**WHAT YOU ARE ASKED TO DO:**
Report how many lines in the entries below hold the word "banner". Your answer is that number alone.

Items from a dataset
--------
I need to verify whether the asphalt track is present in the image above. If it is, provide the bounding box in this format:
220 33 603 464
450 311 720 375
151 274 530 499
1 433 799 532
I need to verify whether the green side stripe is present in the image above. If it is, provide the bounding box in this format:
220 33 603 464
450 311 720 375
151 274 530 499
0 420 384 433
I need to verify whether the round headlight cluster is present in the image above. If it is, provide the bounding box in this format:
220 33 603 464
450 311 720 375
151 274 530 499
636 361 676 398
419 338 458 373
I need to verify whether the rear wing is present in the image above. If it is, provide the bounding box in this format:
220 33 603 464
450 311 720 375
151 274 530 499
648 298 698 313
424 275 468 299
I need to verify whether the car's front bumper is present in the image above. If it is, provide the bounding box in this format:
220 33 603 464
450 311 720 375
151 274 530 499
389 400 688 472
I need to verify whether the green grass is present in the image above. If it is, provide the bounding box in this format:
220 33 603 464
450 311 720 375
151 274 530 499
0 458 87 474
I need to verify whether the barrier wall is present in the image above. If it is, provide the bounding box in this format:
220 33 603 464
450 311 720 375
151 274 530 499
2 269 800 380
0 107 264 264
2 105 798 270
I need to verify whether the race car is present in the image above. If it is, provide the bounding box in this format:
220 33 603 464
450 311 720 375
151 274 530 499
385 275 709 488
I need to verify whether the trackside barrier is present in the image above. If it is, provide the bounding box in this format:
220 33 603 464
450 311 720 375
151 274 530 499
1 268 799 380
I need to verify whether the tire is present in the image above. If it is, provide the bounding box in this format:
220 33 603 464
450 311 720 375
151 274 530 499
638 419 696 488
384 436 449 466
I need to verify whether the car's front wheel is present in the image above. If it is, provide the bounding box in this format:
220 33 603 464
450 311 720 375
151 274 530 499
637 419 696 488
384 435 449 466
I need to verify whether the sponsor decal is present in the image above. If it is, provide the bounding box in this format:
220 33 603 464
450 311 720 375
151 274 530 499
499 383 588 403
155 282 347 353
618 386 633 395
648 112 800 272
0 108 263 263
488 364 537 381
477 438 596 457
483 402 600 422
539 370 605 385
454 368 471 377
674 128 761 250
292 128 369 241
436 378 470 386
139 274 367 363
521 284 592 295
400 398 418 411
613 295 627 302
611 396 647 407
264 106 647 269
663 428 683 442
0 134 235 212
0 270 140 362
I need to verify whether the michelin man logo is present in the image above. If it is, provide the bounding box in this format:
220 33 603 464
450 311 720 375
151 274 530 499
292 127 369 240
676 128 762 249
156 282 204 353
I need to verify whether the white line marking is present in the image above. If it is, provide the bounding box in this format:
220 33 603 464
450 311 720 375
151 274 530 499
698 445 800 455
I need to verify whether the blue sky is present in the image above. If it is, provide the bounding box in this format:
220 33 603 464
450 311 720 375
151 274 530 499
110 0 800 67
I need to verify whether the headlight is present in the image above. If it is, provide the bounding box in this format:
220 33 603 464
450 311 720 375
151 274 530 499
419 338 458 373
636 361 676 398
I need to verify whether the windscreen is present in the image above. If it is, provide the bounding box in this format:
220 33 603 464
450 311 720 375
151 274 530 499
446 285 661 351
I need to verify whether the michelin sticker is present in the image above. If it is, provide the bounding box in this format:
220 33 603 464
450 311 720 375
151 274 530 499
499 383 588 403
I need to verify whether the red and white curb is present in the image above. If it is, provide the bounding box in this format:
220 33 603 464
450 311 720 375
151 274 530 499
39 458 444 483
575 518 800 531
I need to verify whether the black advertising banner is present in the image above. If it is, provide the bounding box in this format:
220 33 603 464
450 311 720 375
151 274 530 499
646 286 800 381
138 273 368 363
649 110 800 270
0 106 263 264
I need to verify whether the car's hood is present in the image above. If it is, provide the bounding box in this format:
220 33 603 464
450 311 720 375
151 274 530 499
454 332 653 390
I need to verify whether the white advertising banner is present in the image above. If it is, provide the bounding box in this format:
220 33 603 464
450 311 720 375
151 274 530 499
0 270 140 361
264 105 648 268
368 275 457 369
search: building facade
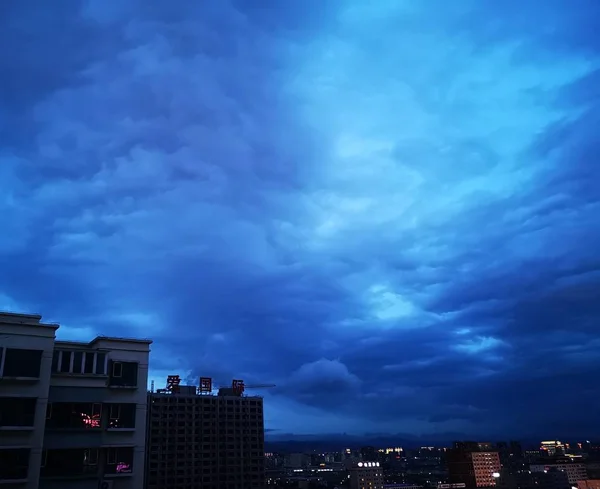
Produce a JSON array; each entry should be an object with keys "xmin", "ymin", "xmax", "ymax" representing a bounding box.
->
[
  {"xmin": 530, "ymin": 459, "xmax": 588, "ymax": 486},
  {"xmin": 0, "ymin": 311, "xmax": 151, "ymax": 489},
  {"xmin": 145, "ymin": 379, "xmax": 265, "ymax": 489},
  {"xmin": 0, "ymin": 312, "xmax": 58, "ymax": 489},
  {"xmin": 348, "ymin": 462, "xmax": 384, "ymax": 489},
  {"xmin": 447, "ymin": 442, "xmax": 501, "ymax": 489}
]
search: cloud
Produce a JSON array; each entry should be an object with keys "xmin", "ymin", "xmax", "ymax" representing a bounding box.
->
[{"xmin": 1, "ymin": 0, "xmax": 599, "ymax": 437}]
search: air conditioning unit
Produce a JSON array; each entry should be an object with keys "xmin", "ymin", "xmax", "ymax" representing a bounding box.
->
[{"xmin": 98, "ymin": 481, "xmax": 114, "ymax": 489}]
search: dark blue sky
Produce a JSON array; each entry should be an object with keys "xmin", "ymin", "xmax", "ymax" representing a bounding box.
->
[{"xmin": 1, "ymin": 0, "xmax": 600, "ymax": 437}]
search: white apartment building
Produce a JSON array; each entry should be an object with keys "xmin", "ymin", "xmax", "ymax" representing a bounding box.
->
[{"xmin": 0, "ymin": 311, "xmax": 151, "ymax": 489}]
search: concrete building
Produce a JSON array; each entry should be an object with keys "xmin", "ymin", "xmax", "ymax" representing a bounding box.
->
[
  {"xmin": 145, "ymin": 377, "xmax": 265, "ymax": 489},
  {"xmin": 0, "ymin": 312, "xmax": 58, "ymax": 489},
  {"xmin": 348, "ymin": 461, "xmax": 384, "ymax": 489},
  {"xmin": 447, "ymin": 442, "xmax": 501, "ymax": 489},
  {"xmin": 0, "ymin": 311, "xmax": 151, "ymax": 489}
]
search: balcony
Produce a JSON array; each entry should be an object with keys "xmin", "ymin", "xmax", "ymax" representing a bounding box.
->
[
  {"xmin": 0, "ymin": 448, "xmax": 30, "ymax": 483},
  {"xmin": 41, "ymin": 448, "xmax": 99, "ymax": 479},
  {"xmin": 107, "ymin": 403, "xmax": 136, "ymax": 431},
  {"xmin": 104, "ymin": 447, "xmax": 134, "ymax": 477},
  {"xmin": 107, "ymin": 361, "xmax": 138, "ymax": 389},
  {"xmin": 0, "ymin": 398, "xmax": 36, "ymax": 430},
  {"xmin": 46, "ymin": 402, "xmax": 103, "ymax": 430},
  {"xmin": 51, "ymin": 349, "xmax": 108, "ymax": 377}
]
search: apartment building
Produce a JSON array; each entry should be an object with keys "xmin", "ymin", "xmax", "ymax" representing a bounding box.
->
[
  {"xmin": 0, "ymin": 311, "xmax": 151, "ymax": 489},
  {"xmin": 530, "ymin": 458, "xmax": 588, "ymax": 486},
  {"xmin": 447, "ymin": 442, "xmax": 501, "ymax": 489},
  {"xmin": 145, "ymin": 378, "xmax": 265, "ymax": 489},
  {"xmin": 348, "ymin": 462, "xmax": 384, "ymax": 489},
  {"xmin": 0, "ymin": 312, "xmax": 57, "ymax": 489}
]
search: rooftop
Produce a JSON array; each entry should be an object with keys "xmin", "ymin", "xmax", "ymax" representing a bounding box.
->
[{"xmin": 0, "ymin": 311, "xmax": 60, "ymax": 329}]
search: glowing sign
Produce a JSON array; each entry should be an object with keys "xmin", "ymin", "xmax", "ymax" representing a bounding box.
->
[
  {"xmin": 232, "ymin": 379, "xmax": 245, "ymax": 395},
  {"xmin": 199, "ymin": 377, "xmax": 212, "ymax": 393},
  {"xmin": 166, "ymin": 375, "xmax": 181, "ymax": 392},
  {"xmin": 116, "ymin": 462, "xmax": 131, "ymax": 473}
]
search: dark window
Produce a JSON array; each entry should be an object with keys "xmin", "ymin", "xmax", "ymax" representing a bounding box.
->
[
  {"xmin": 0, "ymin": 398, "xmax": 36, "ymax": 427},
  {"xmin": 95, "ymin": 353, "xmax": 106, "ymax": 374},
  {"xmin": 51, "ymin": 350, "xmax": 59, "ymax": 372},
  {"xmin": 46, "ymin": 402, "xmax": 102, "ymax": 429},
  {"xmin": 84, "ymin": 353, "xmax": 94, "ymax": 373},
  {"xmin": 104, "ymin": 447, "xmax": 134, "ymax": 475},
  {"xmin": 3, "ymin": 348, "xmax": 42, "ymax": 378},
  {"xmin": 59, "ymin": 351, "xmax": 72, "ymax": 373},
  {"xmin": 108, "ymin": 403, "xmax": 136, "ymax": 429},
  {"xmin": 72, "ymin": 352, "xmax": 83, "ymax": 374},
  {"xmin": 40, "ymin": 449, "xmax": 98, "ymax": 478},
  {"xmin": 108, "ymin": 361, "xmax": 138, "ymax": 387},
  {"xmin": 113, "ymin": 362, "xmax": 123, "ymax": 377},
  {"xmin": 0, "ymin": 448, "xmax": 29, "ymax": 480}
]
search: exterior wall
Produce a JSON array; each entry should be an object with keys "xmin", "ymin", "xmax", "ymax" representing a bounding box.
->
[
  {"xmin": 41, "ymin": 337, "xmax": 151, "ymax": 489},
  {"xmin": 1, "ymin": 312, "xmax": 151, "ymax": 489},
  {"xmin": 471, "ymin": 451, "xmax": 501, "ymax": 487},
  {"xmin": 0, "ymin": 312, "xmax": 58, "ymax": 489},
  {"xmin": 146, "ymin": 390, "xmax": 265, "ymax": 489}
]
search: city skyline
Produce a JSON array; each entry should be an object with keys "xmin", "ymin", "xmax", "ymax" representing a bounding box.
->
[{"xmin": 1, "ymin": 0, "xmax": 600, "ymax": 437}]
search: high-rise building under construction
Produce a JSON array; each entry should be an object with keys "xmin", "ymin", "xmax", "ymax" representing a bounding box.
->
[{"xmin": 145, "ymin": 376, "xmax": 265, "ymax": 489}]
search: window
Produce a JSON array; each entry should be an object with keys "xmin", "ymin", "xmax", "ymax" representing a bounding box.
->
[
  {"xmin": 104, "ymin": 447, "xmax": 134, "ymax": 475},
  {"xmin": 84, "ymin": 448, "xmax": 98, "ymax": 465},
  {"xmin": 46, "ymin": 403, "xmax": 102, "ymax": 429},
  {"xmin": 0, "ymin": 448, "xmax": 30, "ymax": 480},
  {"xmin": 73, "ymin": 351, "xmax": 84, "ymax": 374},
  {"xmin": 53, "ymin": 351, "xmax": 107, "ymax": 375},
  {"xmin": 40, "ymin": 449, "xmax": 98, "ymax": 478},
  {"xmin": 95, "ymin": 353, "xmax": 106, "ymax": 375},
  {"xmin": 51, "ymin": 350, "xmax": 59, "ymax": 372},
  {"xmin": 0, "ymin": 398, "xmax": 36, "ymax": 427},
  {"xmin": 60, "ymin": 351, "xmax": 72, "ymax": 373},
  {"xmin": 2, "ymin": 348, "xmax": 42, "ymax": 378},
  {"xmin": 108, "ymin": 361, "xmax": 138, "ymax": 388},
  {"xmin": 84, "ymin": 352, "xmax": 95, "ymax": 373},
  {"xmin": 109, "ymin": 404, "xmax": 121, "ymax": 419},
  {"xmin": 112, "ymin": 362, "xmax": 123, "ymax": 377},
  {"xmin": 108, "ymin": 403, "xmax": 136, "ymax": 429},
  {"xmin": 107, "ymin": 448, "xmax": 117, "ymax": 465}
]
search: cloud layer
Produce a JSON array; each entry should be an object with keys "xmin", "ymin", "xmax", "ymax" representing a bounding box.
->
[{"xmin": 2, "ymin": 0, "xmax": 600, "ymax": 437}]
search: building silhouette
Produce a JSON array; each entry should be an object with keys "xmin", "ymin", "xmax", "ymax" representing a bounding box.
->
[{"xmin": 145, "ymin": 376, "xmax": 265, "ymax": 488}]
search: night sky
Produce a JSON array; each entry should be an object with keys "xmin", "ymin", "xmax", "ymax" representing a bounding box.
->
[{"xmin": 1, "ymin": 0, "xmax": 600, "ymax": 438}]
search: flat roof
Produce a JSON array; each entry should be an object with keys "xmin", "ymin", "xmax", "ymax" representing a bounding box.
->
[
  {"xmin": 0, "ymin": 311, "xmax": 60, "ymax": 329},
  {"xmin": 56, "ymin": 335, "xmax": 153, "ymax": 347}
]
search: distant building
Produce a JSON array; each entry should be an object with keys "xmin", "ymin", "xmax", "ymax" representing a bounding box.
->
[
  {"xmin": 0, "ymin": 311, "xmax": 151, "ymax": 489},
  {"xmin": 541, "ymin": 441, "xmax": 566, "ymax": 457},
  {"xmin": 447, "ymin": 442, "xmax": 501, "ymax": 489},
  {"xmin": 530, "ymin": 458, "xmax": 587, "ymax": 486},
  {"xmin": 579, "ymin": 481, "xmax": 600, "ymax": 489},
  {"xmin": 145, "ymin": 377, "xmax": 265, "ymax": 489},
  {"xmin": 348, "ymin": 461, "xmax": 384, "ymax": 489}
]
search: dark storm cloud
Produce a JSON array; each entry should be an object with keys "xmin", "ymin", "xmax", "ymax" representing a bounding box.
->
[{"xmin": 1, "ymin": 0, "xmax": 599, "ymax": 435}]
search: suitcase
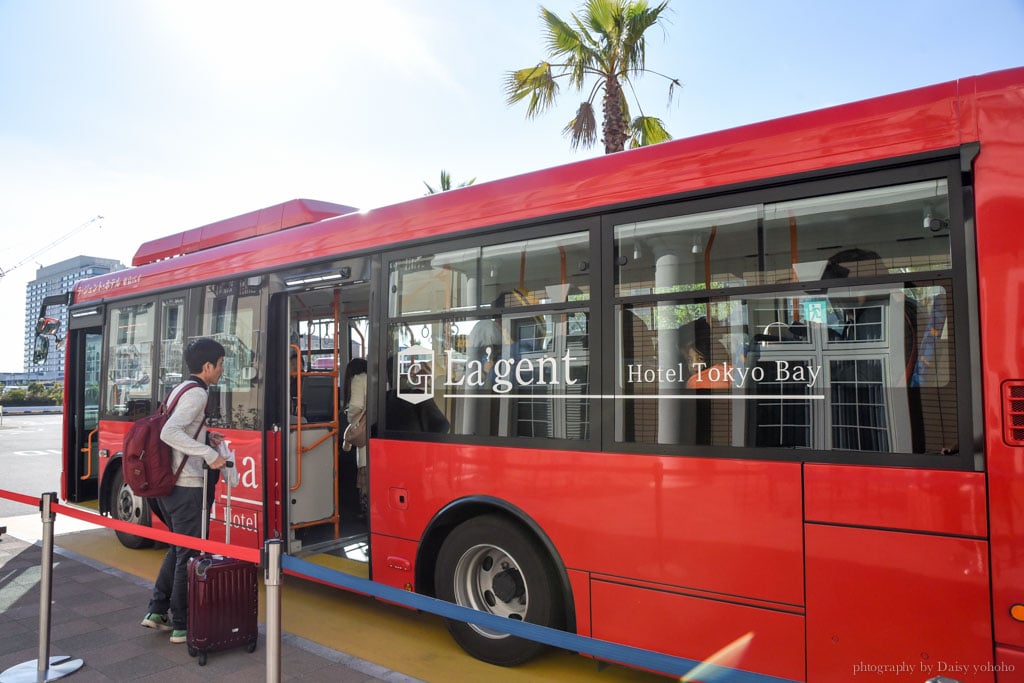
--------
**RESULT OF THIS TASK:**
2